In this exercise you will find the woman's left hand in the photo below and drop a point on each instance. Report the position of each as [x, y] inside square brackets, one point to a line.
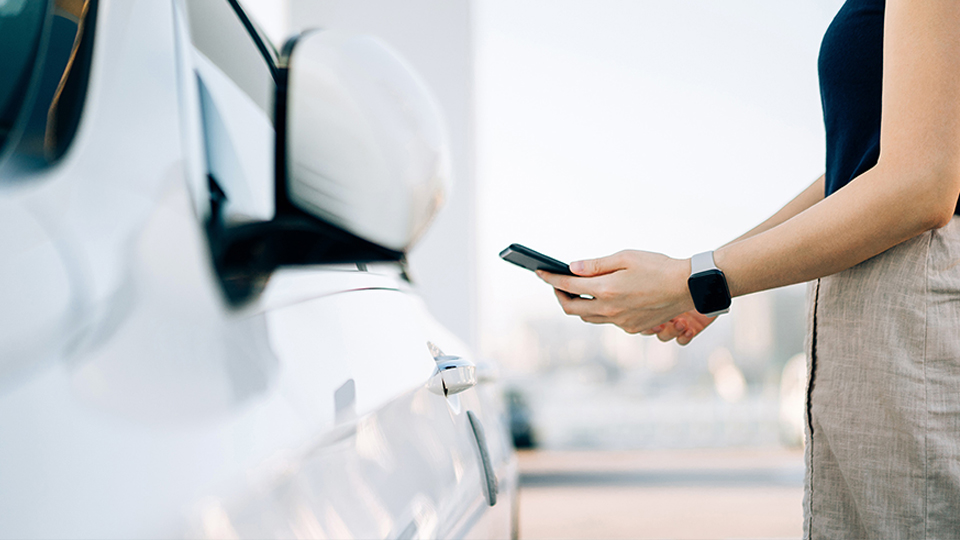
[635, 290]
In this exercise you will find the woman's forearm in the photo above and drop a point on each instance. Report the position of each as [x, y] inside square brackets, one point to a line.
[875, 212]
[807, 198]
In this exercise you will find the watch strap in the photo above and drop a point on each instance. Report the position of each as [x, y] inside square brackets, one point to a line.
[701, 262]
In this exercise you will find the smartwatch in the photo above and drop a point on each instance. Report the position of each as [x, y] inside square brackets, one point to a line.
[708, 285]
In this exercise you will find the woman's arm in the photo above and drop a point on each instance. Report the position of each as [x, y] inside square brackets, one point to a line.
[913, 188]
[807, 198]
[686, 326]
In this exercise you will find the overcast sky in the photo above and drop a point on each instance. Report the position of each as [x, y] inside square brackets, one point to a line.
[669, 126]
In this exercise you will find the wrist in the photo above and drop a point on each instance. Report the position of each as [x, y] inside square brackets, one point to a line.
[681, 291]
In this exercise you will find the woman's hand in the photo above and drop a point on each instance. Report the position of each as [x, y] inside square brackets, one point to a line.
[683, 327]
[635, 290]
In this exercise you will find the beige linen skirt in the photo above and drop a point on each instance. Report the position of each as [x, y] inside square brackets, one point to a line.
[883, 396]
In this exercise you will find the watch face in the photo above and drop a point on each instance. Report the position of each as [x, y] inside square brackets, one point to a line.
[709, 291]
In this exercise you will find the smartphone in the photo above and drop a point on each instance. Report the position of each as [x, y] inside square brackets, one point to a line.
[534, 260]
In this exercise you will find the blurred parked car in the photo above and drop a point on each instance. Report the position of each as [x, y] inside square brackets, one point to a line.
[206, 326]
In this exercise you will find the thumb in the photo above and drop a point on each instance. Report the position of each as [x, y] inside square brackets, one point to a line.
[596, 267]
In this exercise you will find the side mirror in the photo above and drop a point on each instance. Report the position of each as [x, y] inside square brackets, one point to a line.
[366, 149]
[362, 164]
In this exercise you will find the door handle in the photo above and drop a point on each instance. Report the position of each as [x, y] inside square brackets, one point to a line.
[453, 374]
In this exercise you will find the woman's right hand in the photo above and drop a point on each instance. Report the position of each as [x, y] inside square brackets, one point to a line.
[683, 327]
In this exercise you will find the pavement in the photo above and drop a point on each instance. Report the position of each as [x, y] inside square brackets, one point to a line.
[689, 494]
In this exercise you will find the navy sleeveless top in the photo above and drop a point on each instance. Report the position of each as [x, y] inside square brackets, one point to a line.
[851, 76]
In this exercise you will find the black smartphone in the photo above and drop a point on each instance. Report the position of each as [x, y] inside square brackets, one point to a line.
[534, 260]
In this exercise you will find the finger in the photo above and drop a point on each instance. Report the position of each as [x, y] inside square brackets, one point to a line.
[570, 284]
[596, 267]
[669, 332]
[686, 337]
[655, 330]
[574, 305]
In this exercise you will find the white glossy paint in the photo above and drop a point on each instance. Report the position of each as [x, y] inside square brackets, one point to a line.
[367, 148]
[134, 402]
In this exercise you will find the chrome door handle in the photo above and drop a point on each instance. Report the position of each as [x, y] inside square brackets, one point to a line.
[453, 374]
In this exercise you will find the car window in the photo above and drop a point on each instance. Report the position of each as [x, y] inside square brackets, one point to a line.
[222, 32]
[44, 69]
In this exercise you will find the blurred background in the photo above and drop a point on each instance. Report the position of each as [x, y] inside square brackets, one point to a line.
[583, 127]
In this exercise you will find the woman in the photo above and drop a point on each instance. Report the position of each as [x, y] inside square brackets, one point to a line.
[879, 236]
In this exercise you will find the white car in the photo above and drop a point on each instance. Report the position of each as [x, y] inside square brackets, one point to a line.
[206, 328]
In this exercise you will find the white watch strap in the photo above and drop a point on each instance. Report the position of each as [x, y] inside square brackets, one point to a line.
[701, 262]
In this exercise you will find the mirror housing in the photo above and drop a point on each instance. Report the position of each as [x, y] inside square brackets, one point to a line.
[366, 148]
[362, 164]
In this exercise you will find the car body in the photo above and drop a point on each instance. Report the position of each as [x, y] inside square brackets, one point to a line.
[142, 395]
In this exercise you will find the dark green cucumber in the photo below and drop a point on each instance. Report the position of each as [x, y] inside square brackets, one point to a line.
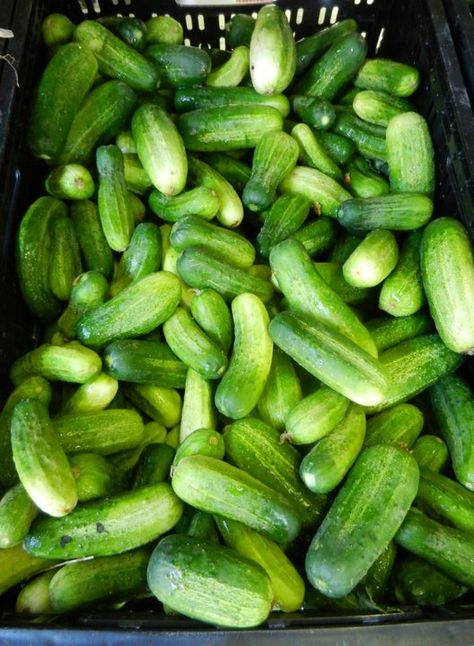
[335, 68]
[447, 267]
[136, 310]
[115, 58]
[243, 382]
[276, 153]
[227, 128]
[453, 405]
[63, 85]
[331, 357]
[328, 461]
[141, 361]
[107, 526]
[363, 519]
[87, 583]
[202, 270]
[398, 426]
[218, 586]
[236, 495]
[449, 550]
[417, 582]
[255, 447]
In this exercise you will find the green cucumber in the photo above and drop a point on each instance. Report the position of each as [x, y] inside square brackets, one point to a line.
[217, 586]
[397, 426]
[363, 519]
[107, 526]
[335, 360]
[275, 155]
[449, 550]
[410, 154]
[243, 382]
[453, 405]
[447, 267]
[160, 149]
[124, 315]
[103, 432]
[115, 58]
[328, 461]
[235, 495]
[272, 52]
[40, 461]
[142, 361]
[63, 85]
[256, 447]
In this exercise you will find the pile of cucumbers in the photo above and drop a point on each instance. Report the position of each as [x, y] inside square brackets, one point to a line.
[246, 395]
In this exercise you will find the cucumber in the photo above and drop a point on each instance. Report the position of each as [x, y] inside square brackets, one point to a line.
[398, 426]
[160, 149]
[413, 365]
[124, 315]
[115, 58]
[417, 582]
[402, 292]
[103, 432]
[33, 248]
[287, 585]
[228, 127]
[218, 586]
[243, 382]
[315, 416]
[322, 191]
[372, 260]
[336, 67]
[256, 447]
[40, 461]
[236, 495]
[331, 357]
[388, 331]
[328, 461]
[94, 476]
[224, 244]
[199, 201]
[282, 391]
[447, 267]
[141, 361]
[17, 512]
[63, 85]
[94, 247]
[274, 157]
[453, 405]
[198, 405]
[431, 453]
[87, 583]
[193, 346]
[410, 154]
[285, 217]
[308, 294]
[107, 526]
[363, 519]
[72, 363]
[186, 99]
[398, 79]
[202, 270]
[272, 52]
[449, 550]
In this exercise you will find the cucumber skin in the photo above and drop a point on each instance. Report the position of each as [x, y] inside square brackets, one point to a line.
[365, 516]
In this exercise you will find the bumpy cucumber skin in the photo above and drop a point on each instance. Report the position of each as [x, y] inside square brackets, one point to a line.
[238, 593]
[363, 519]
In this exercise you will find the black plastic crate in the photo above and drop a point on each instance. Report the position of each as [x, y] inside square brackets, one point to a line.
[413, 31]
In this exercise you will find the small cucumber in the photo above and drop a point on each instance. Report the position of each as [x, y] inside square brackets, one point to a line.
[328, 461]
[243, 382]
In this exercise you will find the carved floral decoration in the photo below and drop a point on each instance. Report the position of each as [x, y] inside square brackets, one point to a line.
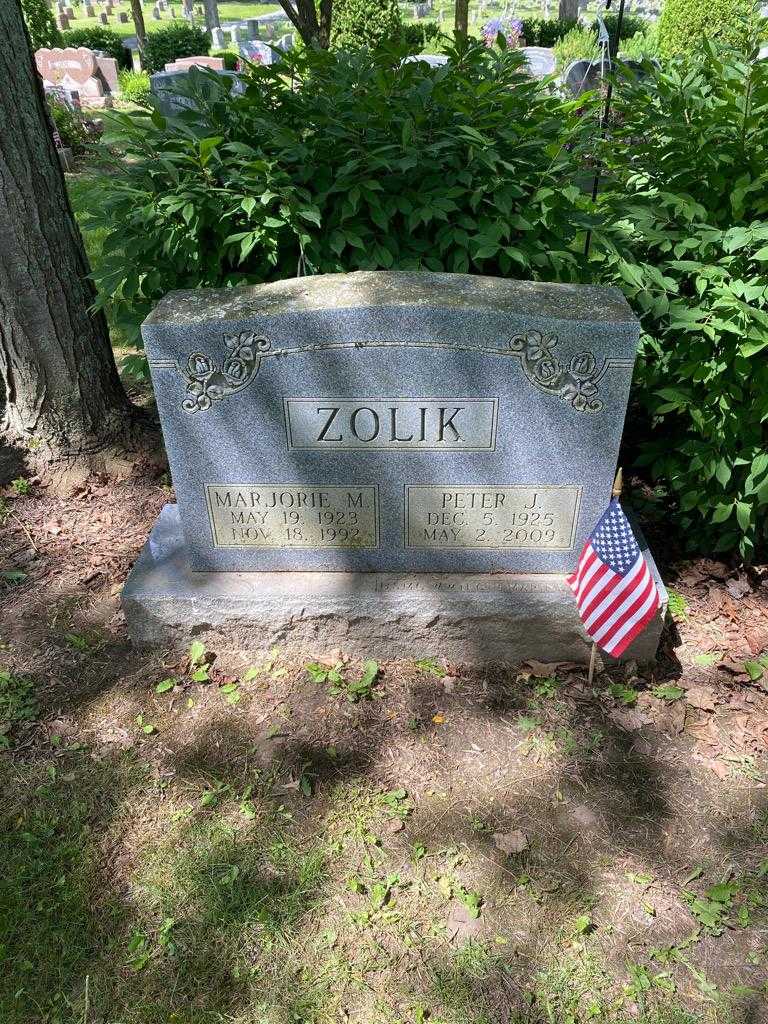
[206, 383]
[574, 382]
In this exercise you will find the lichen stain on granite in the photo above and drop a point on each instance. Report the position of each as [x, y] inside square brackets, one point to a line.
[391, 288]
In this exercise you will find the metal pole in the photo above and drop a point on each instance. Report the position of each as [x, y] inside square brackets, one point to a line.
[613, 50]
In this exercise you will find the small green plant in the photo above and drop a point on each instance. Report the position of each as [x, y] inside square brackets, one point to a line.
[230, 692]
[668, 692]
[545, 688]
[17, 704]
[359, 689]
[579, 44]
[20, 486]
[678, 605]
[355, 689]
[472, 901]
[134, 88]
[711, 910]
[199, 667]
[429, 667]
[757, 669]
[624, 694]
[397, 804]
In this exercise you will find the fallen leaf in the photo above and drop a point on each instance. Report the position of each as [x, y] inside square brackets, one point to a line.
[546, 669]
[738, 588]
[699, 696]
[509, 843]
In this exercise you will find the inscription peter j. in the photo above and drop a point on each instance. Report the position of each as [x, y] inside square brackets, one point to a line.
[535, 518]
[279, 515]
[399, 424]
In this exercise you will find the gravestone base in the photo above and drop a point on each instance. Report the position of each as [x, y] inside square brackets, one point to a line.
[465, 617]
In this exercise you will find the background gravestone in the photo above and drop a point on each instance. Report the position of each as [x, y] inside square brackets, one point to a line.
[541, 60]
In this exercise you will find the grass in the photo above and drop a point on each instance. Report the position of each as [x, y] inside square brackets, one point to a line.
[192, 879]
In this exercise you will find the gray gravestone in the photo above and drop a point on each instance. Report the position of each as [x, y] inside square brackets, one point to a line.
[581, 76]
[419, 456]
[541, 60]
[169, 89]
[473, 424]
[257, 51]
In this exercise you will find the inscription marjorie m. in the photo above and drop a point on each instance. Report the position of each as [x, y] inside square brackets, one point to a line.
[293, 515]
[431, 424]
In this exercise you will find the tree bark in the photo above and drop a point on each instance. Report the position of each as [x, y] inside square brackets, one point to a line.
[461, 19]
[61, 386]
[138, 24]
[314, 29]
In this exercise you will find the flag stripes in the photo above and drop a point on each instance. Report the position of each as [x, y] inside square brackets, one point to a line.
[614, 590]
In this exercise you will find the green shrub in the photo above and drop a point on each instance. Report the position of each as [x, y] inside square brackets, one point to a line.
[172, 42]
[685, 24]
[72, 127]
[545, 32]
[98, 38]
[134, 87]
[641, 46]
[416, 35]
[577, 44]
[230, 58]
[363, 164]
[365, 23]
[631, 26]
[40, 24]
[687, 187]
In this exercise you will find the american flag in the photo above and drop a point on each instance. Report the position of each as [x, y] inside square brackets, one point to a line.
[613, 587]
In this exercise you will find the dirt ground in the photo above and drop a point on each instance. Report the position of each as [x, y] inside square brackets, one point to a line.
[194, 842]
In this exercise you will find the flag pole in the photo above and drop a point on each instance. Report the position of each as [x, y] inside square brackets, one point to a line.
[605, 119]
[615, 492]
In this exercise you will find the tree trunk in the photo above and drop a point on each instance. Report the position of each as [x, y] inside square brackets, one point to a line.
[461, 22]
[61, 386]
[138, 24]
[314, 30]
[211, 9]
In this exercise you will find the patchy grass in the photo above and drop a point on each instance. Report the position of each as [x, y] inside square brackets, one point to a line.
[187, 875]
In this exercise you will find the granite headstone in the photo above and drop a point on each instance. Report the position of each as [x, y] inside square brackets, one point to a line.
[391, 421]
[390, 462]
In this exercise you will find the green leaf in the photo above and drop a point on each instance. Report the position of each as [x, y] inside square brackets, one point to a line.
[197, 651]
[755, 670]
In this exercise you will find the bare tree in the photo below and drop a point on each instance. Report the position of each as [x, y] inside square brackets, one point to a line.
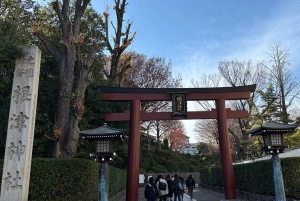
[282, 78]
[70, 106]
[231, 73]
[154, 72]
[121, 40]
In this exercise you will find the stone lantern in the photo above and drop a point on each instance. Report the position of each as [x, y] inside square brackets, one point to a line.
[103, 137]
[272, 133]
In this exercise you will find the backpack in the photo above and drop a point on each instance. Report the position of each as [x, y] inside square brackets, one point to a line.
[162, 186]
[189, 182]
[180, 186]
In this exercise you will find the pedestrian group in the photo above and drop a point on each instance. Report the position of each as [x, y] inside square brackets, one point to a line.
[165, 189]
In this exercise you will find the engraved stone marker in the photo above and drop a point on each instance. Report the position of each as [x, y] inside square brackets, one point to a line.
[20, 132]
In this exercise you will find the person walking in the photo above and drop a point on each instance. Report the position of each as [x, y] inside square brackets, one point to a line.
[182, 182]
[171, 188]
[190, 184]
[177, 188]
[151, 192]
[162, 187]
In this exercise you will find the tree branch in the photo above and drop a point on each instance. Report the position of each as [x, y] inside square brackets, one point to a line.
[39, 33]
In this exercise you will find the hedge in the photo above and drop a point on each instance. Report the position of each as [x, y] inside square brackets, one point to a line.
[257, 177]
[69, 179]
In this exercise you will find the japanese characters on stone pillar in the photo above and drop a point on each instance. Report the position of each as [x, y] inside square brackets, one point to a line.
[21, 123]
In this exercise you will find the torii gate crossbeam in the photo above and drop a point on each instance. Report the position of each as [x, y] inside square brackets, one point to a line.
[136, 95]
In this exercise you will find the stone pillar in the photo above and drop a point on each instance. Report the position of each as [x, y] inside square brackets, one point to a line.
[103, 182]
[278, 178]
[225, 150]
[21, 123]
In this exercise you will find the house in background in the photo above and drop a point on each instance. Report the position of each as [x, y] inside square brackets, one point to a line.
[185, 148]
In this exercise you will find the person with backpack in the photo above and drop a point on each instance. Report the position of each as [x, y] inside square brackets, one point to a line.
[178, 188]
[190, 184]
[182, 182]
[171, 188]
[151, 192]
[162, 187]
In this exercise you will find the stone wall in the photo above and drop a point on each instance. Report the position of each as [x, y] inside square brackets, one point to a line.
[119, 196]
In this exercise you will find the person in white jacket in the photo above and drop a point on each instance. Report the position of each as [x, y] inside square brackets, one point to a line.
[162, 186]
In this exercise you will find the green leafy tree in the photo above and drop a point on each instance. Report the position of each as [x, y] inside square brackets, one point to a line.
[79, 45]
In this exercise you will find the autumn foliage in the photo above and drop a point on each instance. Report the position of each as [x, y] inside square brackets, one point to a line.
[177, 140]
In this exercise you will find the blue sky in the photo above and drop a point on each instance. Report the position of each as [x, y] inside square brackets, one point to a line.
[197, 34]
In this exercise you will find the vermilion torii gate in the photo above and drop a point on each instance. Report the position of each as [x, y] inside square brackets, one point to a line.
[178, 96]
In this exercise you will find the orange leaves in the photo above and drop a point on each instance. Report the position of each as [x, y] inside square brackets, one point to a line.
[177, 139]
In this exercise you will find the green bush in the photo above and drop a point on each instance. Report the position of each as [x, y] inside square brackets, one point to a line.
[257, 177]
[69, 179]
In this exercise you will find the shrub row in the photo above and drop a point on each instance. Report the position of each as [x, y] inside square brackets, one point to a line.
[257, 177]
[69, 179]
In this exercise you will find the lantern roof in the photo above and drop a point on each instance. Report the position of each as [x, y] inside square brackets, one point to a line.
[103, 133]
[272, 126]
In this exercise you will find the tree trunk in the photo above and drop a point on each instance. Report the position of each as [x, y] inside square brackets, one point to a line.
[76, 113]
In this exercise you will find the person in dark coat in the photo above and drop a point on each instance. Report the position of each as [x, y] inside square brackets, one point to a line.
[182, 182]
[171, 188]
[151, 192]
[162, 193]
[177, 190]
[190, 184]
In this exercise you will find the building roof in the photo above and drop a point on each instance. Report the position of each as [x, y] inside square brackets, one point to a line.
[273, 126]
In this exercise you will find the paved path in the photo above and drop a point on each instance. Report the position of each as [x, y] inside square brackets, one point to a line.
[200, 194]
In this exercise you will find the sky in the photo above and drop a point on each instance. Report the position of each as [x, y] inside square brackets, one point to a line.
[195, 35]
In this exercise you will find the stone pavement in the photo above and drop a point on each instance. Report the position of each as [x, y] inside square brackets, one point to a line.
[200, 194]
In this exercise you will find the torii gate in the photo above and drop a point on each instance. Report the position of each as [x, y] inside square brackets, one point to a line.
[179, 98]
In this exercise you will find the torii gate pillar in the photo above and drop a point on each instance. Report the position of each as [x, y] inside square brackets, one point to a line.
[133, 152]
[226, 159]
[136, 95]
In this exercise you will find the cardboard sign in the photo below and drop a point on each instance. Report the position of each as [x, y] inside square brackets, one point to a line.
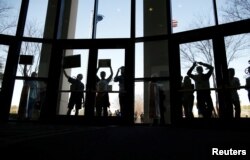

REQUIRED TASK
Identify each line in the rows above that contains the string "background" and copy those lines in full. The match is case-sensitive.

FULL OUTPUT
In this exercise you will find the blurred background in the photo above and drop a point on each instance. Report the position of each as [x, y] inside square brackets, one point to a line.
In this exercise you will find the background gravestone in the photo above and drop a point on each instance. Report the position of each as [x, y] inside square brackets, one point to a line.
In this exercise you will find the house in background in the photo above and drop a point on each instance. Report the position of each as [x, y] inside square brackets, one point to a line.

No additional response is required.